··· 文档节选

Spark2.0.2源码分析——Application的注册启动(standalone 模式下)

紧接 Spark2.0.2源码分析——TaskScheduler 启动 分析。

StandaloneSchedulerBackendstart 方法中,除了调用父类
CoarseGrainedSchedulerBackendstart 方法创建 DriverEndPoint 以外主要是创建 AppClientAppClient 会向 Master 注册 ApplicationMaster 通过 Application 信息为它分配 Worker

//  获取Driver RpcEndpoint地址
    val driverUrl = RpcEndpointAddress(
      sc.conf.get("spark.driver.host"),
      sc.conf.get("spark.driver.port").toInt,
      CoarseGrainedSchedulerBackend.ENDPOINT_NAME).toString

//  启动参数
    val args = Seq(
      "--driver-url", driverUrl,
      "--executor-id", "{{EXECUTOR_ID}}",
      "--hostname", "{{HOSTNAME}}",
      "--cores", "{{CORES}}",
      "--app-id", "{{APP_ID}}",
      "--worker-url", "{{WORKER_URL}}")
    //  executor额外java选项
    val extraJavaOpts = sc.conf.getOption("spark.executor.extraJavaOptions")
      .map(Utils.splitCommandString).getOrElse(Seq.empty)
    //  executor额外环境变量
    val classPathEntries = sc.conf.getOption("spark.executor.extraClassPath")
      .map(_.split(java.io.File.pathSeparator).toSeq).getOrElse(Nil)
    //  executor额外依赖路径
    val libraryPathEntries = sc.conf.getOption("spark.executor.extraLibraryPath")
      .map(_.split(java.io.File.pathSeparator).toSeq).getOrElse(Nil)
      
//  spark java 参数
    val sparkJavaOpts = Utils.sparkJavaOpts(conf, SparkConf.isExecutorStartupConf)
    //  整合java 参数
    val javaOpts = sparkJavaOpts ++ extraJavaOpts
    
//  将获取的信息封装为Command
    val command = Command("org.apache.spark.executor.CoarseGrainedExecutorBackend",
      args, sc.executorEnvs, classPathEntries ++ testingClassPath, libraryPathEntries, javaOpts)

······

#### [任务要求]
请列出上文这篇 Spark 源码分析的代码中通过 sc.conf 读取的全部配置项名称。

··· 相关材料

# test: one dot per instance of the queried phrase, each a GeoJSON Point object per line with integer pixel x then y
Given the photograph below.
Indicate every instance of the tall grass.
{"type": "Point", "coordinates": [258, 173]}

······

#### [参考答案]
spark.driver.host
spark.driver.port
spark.executor.extraJavaOptions
spark.executor.extraClassPath
spark.executor.extraLibraryPath